Prompt:
Please reproduce all of the material below, renaming every "patio" to "garden" and keeping everything else the same. Leave the pictures out of your copy.

Input material:
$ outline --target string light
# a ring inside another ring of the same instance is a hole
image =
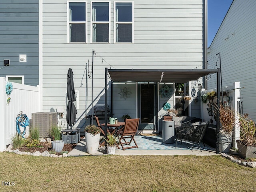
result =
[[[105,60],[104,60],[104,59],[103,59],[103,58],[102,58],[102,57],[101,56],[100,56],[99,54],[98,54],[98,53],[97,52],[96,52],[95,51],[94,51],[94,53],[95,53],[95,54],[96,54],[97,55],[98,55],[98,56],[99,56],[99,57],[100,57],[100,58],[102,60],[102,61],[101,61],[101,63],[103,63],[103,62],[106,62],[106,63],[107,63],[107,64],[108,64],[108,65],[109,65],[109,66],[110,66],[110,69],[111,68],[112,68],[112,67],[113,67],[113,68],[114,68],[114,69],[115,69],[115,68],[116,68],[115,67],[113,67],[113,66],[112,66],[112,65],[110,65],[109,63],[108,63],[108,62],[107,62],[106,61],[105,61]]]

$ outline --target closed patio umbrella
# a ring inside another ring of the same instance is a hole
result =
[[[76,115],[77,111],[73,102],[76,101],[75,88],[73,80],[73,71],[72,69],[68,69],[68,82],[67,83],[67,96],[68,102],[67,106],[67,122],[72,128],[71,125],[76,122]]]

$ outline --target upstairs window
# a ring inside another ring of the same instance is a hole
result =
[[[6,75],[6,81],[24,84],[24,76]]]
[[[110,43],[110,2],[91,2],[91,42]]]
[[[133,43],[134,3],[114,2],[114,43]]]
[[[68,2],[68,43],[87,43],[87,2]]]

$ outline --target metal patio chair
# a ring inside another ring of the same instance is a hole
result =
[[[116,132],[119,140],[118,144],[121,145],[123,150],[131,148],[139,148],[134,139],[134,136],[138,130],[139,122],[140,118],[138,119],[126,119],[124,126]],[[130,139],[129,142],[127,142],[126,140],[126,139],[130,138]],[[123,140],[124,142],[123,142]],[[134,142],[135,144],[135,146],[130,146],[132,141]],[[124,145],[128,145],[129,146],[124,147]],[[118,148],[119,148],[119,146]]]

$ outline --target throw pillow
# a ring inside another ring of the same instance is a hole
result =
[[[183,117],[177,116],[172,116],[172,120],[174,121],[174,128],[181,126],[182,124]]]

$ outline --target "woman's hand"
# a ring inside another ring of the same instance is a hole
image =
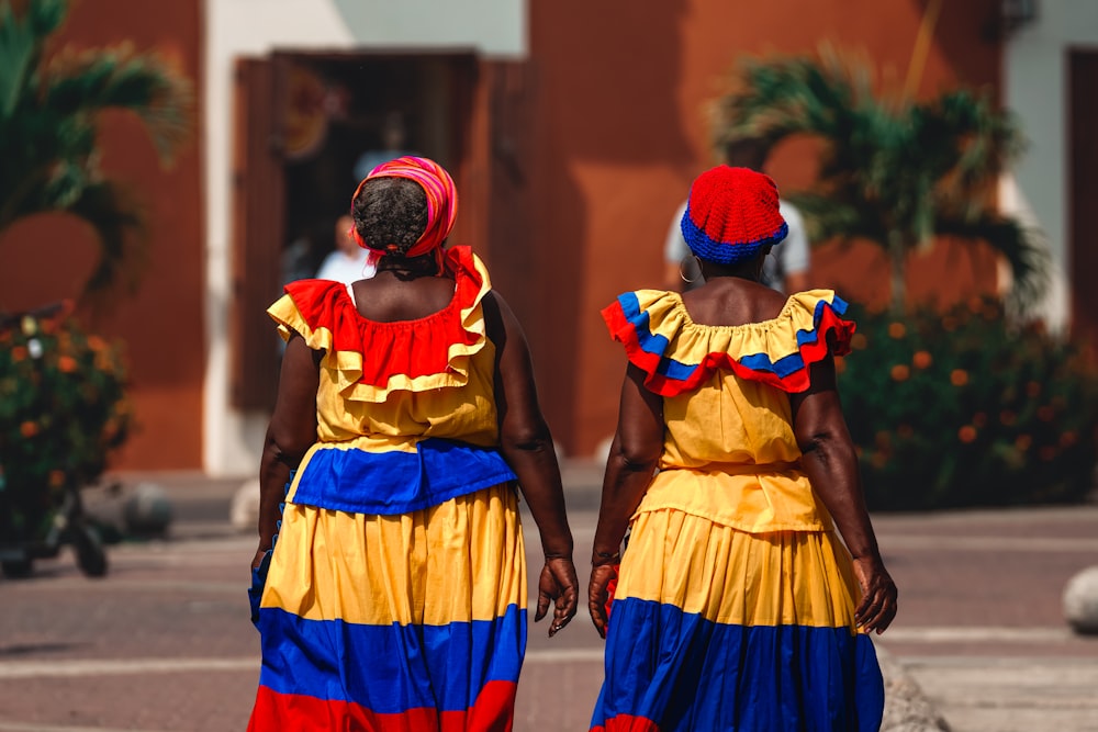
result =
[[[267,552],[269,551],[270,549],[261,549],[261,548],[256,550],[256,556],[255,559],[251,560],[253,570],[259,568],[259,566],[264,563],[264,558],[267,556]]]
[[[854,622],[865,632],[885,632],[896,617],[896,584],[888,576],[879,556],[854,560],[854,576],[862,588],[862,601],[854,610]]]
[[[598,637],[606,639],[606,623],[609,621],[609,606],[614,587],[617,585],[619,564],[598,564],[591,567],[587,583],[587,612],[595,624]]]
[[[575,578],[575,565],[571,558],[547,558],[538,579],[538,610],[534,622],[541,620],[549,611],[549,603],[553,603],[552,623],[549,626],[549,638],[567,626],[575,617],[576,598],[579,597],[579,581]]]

Output:
$ outline --target string light
# a ring inside another ring of the same instance is a hole
image =
result =
[[[105,60],[104,60],[104,59],[103,59],[103,58],[102,58],[102,57],[101,56],[100,56],[99,54],[98,54],[98,53],[97,52],[96,52],[95,51],[94,51],[94,53],[95,53],[95,54],[96,54],[97,55],[98,55],[98,56],[99,56],[99,57],[100,57],[100,58],[102,60],[102,61],[101,61],[101,63],[103,63],[103,62],[106,62],[106,63],[107,63],[107,64],[108,64],[108,65],[109,65],[109,66],[110,66],[110,69],[111,68],[112,68],[112,67],[113,67],[113,68],[114,68],[114,69],[115,69],[115,68],[116,68],[115,67],[113,67],[113,66],[112,66],[112,65],[110,65],[109,63],[108,63],[108,62],[107,62],[106,61],[105,61]]]

$ outline --target closed garden umbrella
# a ring inside another ring of the same instance is a hole
result =
[[[76,115],[77,111],[73,102],[76,101],[75,88],[73,80],[73,71],[72,69],[68,69],[68,82],[67,83],[67,96],[68,102],[67,106],[67,122],[72,128],[71,125],[76,122]]]

$ outline --target upstairs window
# a ring inside another ring of the same instance is a hole
result =
[[[6,75],[6,81],[24,84],[24,76]]]
[[[110,43],[110,2],[91,2],[91,42]]]
[[[133,43],[134,3],[114,2],[114,43]]]
[[[68,2],[68,43],[87,43],[87,2]]]

$ outline --target metal garden chair
# a ring inside another ring of the same instance is a hole
result =
[[[116,132],[119,140],[118,144],[121,145],[123,150],[131,148],[139,148],[134,139],[134,136],[138,130],[139,122],[140,118],[138,119],[126,119],[124,126]],[[130,139],[129,142],[127,142],[126,140],[126,139],[130,138]],[[123,140],[124,142],[123,142]],[[134,142],[135,144],[135,146],[130,146],[132,141]],[[124,145],[128,145],[129,146],[124,147]],[[118,148],[119,148],[119,146]]]

$ outline --target throw pillow
# a ring inside another ring of the same instance is a hole
result =
[[[183,117],[177,116],[172,116],[172,120],[174,121],[174,128],[181,126],[182,124]]]

$ outline --target "woman's hand"
# a ring inside another ring of the same instance is a hole
image =
result =
[[[267,552],[269,551],[270,549],[261,549],[261,548],[256,550],[256,556],[255,559],[251,560],[253,570],[259,568],[259,566],[264,563],[264,558],[267,556]]]
[[[854,622],[865,632],[885,632],[896,617],[896,584],[888,576],[879,556],[854,560],[854,576],[862,588],[862,601],[854,610]]]
[[[598,637],[606,639],[606,623],[609,621],[609,606],[614,587],[617,585],[619,564],[598,564],[591,567],[587,583],[587,612],[595,624]]]
[[[575,578],[575,565],[571,558],[547,558],[538,579],[538,610],[534,622],[541,620],[549,611],[549,603],[553,603],[552,623],[549,626],[549,638],[567,626],[575,617],[576,598],[579,597],[579,581]]]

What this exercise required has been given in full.